What you have to do
Would you transcribe all of the entries that follow, word for word?

Material provided
________
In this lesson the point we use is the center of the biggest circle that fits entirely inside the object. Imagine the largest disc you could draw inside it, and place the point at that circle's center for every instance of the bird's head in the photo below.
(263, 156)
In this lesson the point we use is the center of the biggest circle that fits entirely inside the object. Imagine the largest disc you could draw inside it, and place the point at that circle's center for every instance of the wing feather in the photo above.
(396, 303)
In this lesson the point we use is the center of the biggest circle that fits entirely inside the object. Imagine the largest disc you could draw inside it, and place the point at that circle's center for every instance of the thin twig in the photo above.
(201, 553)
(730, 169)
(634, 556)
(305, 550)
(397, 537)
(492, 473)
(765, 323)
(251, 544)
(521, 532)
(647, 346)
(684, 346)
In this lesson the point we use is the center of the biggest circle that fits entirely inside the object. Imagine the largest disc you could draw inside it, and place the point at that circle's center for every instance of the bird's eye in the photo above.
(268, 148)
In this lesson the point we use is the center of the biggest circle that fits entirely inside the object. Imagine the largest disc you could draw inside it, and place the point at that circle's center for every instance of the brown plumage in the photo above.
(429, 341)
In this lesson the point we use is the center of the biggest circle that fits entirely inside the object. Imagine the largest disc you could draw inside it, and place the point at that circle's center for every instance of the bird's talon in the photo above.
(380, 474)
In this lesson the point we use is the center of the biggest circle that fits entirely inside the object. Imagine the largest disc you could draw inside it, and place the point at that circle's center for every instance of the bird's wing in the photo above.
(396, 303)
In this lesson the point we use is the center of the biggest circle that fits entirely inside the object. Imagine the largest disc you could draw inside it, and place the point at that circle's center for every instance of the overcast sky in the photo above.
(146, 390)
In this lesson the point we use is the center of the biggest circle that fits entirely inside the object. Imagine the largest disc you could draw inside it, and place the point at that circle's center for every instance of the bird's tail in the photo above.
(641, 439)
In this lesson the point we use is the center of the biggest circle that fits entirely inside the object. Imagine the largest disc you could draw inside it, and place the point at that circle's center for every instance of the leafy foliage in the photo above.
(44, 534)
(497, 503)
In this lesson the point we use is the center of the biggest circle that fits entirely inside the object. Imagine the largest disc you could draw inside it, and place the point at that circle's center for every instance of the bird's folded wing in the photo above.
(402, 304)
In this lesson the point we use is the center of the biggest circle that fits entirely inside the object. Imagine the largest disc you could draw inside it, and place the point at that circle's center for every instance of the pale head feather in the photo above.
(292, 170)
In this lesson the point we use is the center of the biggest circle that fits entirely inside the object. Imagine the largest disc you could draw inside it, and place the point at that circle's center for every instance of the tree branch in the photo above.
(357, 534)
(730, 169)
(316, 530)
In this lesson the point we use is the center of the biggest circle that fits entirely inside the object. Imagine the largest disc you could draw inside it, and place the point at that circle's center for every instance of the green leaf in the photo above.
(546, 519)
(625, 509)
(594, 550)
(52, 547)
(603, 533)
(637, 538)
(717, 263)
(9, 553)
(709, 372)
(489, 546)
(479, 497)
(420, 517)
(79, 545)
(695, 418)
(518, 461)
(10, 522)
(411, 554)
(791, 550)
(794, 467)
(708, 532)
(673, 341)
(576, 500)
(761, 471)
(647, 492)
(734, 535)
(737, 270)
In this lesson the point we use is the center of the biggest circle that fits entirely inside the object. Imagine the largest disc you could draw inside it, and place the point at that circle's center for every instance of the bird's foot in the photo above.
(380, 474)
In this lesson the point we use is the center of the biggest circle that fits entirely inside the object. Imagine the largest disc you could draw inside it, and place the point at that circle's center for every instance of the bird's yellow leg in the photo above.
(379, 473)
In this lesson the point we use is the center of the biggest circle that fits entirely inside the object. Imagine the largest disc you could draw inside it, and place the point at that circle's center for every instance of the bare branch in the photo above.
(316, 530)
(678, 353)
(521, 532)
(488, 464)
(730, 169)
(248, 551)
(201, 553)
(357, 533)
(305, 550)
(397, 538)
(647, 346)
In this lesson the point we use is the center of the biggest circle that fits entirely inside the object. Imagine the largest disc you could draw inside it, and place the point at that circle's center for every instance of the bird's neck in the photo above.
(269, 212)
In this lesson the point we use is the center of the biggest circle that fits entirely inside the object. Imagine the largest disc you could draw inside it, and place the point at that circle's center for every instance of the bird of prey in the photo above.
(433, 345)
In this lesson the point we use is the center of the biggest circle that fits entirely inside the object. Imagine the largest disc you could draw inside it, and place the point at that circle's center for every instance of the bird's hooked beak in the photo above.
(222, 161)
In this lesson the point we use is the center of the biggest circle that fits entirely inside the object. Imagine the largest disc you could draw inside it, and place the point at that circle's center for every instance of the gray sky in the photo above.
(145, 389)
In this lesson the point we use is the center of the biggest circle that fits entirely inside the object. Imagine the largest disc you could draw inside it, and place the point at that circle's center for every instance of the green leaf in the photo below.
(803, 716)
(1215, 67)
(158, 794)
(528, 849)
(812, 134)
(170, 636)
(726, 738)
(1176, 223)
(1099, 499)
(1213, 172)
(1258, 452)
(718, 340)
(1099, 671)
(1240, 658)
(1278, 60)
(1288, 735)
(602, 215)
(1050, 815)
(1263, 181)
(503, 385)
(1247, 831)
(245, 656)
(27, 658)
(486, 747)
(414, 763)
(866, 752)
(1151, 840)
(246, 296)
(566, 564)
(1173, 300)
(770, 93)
________
Result of this task
In this lesson the point we use is the center of the biggest circle that fits entirely inside the object. Imagine the largest disc you could draw inside it, and place the point at that circle's center for every instance of the bird's head in the photo below.
(263, 156)
In this lesson the point we use is the center of the biggest circle that fits entirely inside the object. Imagine the largest disc you could draw inside it, and place the point at that circle's center for every instance of the wing feather in the photo above.
(396, 303)
In this lesson the point we use is the center of the biggest circle that fits entirely inside the object. Imagine the largest disc you could draw inside it, and place the point at that circle's center for every instance of the thin twig in the photo above.
(201, 553)
(730, 169)
(634, 556)
(305, 550)
(397, 537)
(492, 473)
(765, 323)
(251, 544)
(521, 532)
(647, 346)
(684, 346)
In this lesson the point we use is the center of the biggest circle that fits entirely inside the object. Imagine the largest disc you could draw inside it, and place the point at that circle's center for every instance of the bird's eye in the photo above.
(268, 148)
In this lesson the point we use is the center of the biggest circle that fits entirely inside the object. Imagine the largest disc you could draw inside it, and place the point at that circle's center for every instance of the brown plumage in the photo above.
(429, 341)
In this lesson the point we use is the center of the biggest circle that fits entirely inside the object. Imagine the largest disc you could draw inside it, and place the point at that circle's center for every instance of the bird's talon in the photo above.
(380, 474)
In this lesson the point we use is the center of the biggest circle that fits entirely inside the object. Imagine the largest disc you could draw inside it, and place the point at that circle's center for every instance of the bird's wing in the photo above.
(396, 303)
In this lesson the point we use is the center of the biggest circle that fits entirely inside the object. Imagine the largest disc you could draw inside it, and place the point at that circle's center for every instance of the overcast sky in the photo above.
(146, 390)
In this lesson the point we use is the center of the biggest circle that fits entirely inside the object. Imagine the largest disc you could draw inside it, and place the point at that circle's center for every instance of the bird's tail in the photo above.
(641, 439)
In this lesson the point we use is the center of the biggest circle that fits entirely inside the object. Imagine the largest disc you could draw inside it, and place the point at that circle's center for every instance of the leafy foliage in the photo above.
(44, 534)
(497, 503)
In this lesson the point we use is the center of the biggest circle that fits entirely inside the object. Imagine the largest disc you could draw inside it, and place the point at that circle's center for every instance of the bird's folded wing in the photo above.
(402, 304)
In this lesson the point we use is the center of the biggest circle that fits entirely inside the object. Imagine the largest disc you could draw inside it, and place the point at that circle's center for every instance of the pale head feather in the photo above.
(292, 170)
In this lesson the point we use is the center of the biggest circle that fits entirely inside the object. Imagine the largest disc you could draw inside it, and place the point at that circle's center for every instance of the tree branch in the photo above.
(357, 534)
(730, 169)
(316, 530)
In this lesson the point we use is the center of the biggest circle that fits entirely inside the object. Imagine the largest disc you could draw inside it, and place the point at that circle's center for every instance of the green leaf in the photo above.
(546, 519)
(625, 509)
(594, 550)
(52, 547)
(603, 533)
(637, 538)
(717, 263)
(9, 553)
(709, 372)
(489, 546)
(479, 497)
(420, 517)
(79, 545)
(695, 418)
(518, 461)
(10, 522)
(411, 554)
(791, 550)
(794, 467)
(708, 532)
(673, 341)
(576, 500)
(761, 471)
(647, 492)
(734, 535)
(737, 270)
In this lesson the point we use is the center of the biggest circle that fits entirely inside the object. Imagine the largest disc you could draw inside it, and place the point at that circle's center for every instance of the bird's foot in the photo above.
(380, 474)
In this lesson the point we use is the center of the biggest circle that fits entirely inside the object. Imagine the largest disc you could draw inside it, and place the point at that circle's center for every instance of the bird's yellow leg in the photo above.
(379, 473)
In this lesson the point we use is the center of the biggest circle that fits entirely inside the object. Imagine the largest disc you could draw inside it, and place the point at that circle's center for every instance of the bare branch in the photo above.
(316, 530)
(678, 353)
(521, 532)
(488, 464)
(730, 169)
(248, 551)
(201, 553)
(357, 533)
(305, 550)
(397, 538)
(647, 346)
In this lesson the point we use is the center of the biggest circle that fits entirely inside the object. Imagine the largest disc you could draw inside it, and place the point at that circle's center for every instance of the bird's neck in the photo above.
(269, 212)
In this lesson the point we use is the center of the biggest circle that fits entirely inside the object. Imagine the largest disc you could draw inside it, and place the point at that circle's center for every instance of the bird of prey in the photo above.
(433, 345)
In this lesson the point we use is the center of the biggest circle that fits entirely inside the object. Imagine the largest disc you could draw inside it, and place the point at that circle's center for every instance of the bird's hooked beak in the photo above.
(222, 161)
In this lesson the point we use is the center of the biggest circle that fits entirely inside the object. Imagine the largest disc you could draw inside it, and place the point at that circle's center for every instance of the gray sky in the photo above.
(145, 389)
In this lesson the point we use is the center of the biggest circle that fits entirely inside the object. Imagine the largest disc you could draw inside it, and place the point at that circle's center for every instance of the green leaf in the photo below.
(803, 716)
(1215, 67)
(158, 794)
(528, 849)
(812, 134)
(170, 636)
(726, 738)
(1176, 223)
(1099, 499)
(1213, 172)
(1258, 452)
(718, 340)
(1099, 671)
(1240, 658)
(1278, 60)
(1288, 735)
(602, 215)
(1050, 815)
(1263, 181)
(503, 385)
(1247, 831)
(245, 656)
(27, 658)
(486, 747)
(414, 763)
(866, 752)
(1151, 840)
(246, 296)
(566, 564)
(1173, 300)
(770, 93)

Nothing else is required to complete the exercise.